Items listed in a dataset
((
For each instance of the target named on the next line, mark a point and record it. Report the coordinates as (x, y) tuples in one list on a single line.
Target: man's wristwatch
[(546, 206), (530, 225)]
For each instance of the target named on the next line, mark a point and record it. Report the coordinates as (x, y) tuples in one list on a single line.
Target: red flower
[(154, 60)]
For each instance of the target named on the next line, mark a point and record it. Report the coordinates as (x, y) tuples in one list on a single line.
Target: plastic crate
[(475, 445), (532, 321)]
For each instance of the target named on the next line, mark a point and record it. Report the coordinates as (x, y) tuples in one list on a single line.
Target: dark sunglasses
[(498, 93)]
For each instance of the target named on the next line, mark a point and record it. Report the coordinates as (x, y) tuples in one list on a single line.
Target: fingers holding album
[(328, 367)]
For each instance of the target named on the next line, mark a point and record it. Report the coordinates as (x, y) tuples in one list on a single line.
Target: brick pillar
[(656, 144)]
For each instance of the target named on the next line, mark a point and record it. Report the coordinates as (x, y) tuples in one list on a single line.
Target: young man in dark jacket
))
#### WHAT THE TASK REQUIRES
Reproduce the entries exactly. Every word has to stay the same.

#### TASK ANSWER
For each instance of the target named on the next line, mark a point and record it. Report the coordinates as (x, y) tuples in one list on a single line.
Target: man's wristwatch
[(546, 206), (530, 225)]
For each instance of the target named on the next line, mark a point and record it. Report the coordinates as (x, y) tuples in one list on a single line.
Target: red flower
[(154, 60)]
For each instance of the target named on the next line, mark a point and record it. Report the coordinates as (x, y) tuples in one list on a single line.
Target: plastic crate
[(475, 445), (532, 321)]
For each instance of the target named on the next line, mark a point and record it. Report the coordinates as (x, y) tuples in one list on a single line.
Target: dark sunglasses
[(498, 93)]
For each instance of the target named on the next line, mark a point and record it. Report the coordinates as (x, y) tuples in one list on a single line.
Target: fingers holding album
[(328, 367)]
For each instance of the target named on the next line, mark a point and record it. Report the coordinates as (x, y) tuples in one list on a single line.
Target: brick pillar
[(656, 144)]
For each instance of the target named on the next line, mark a point and record it. Report the coordinates as (x, y) tuples in one list on a single line.
Target: young man in dark jacket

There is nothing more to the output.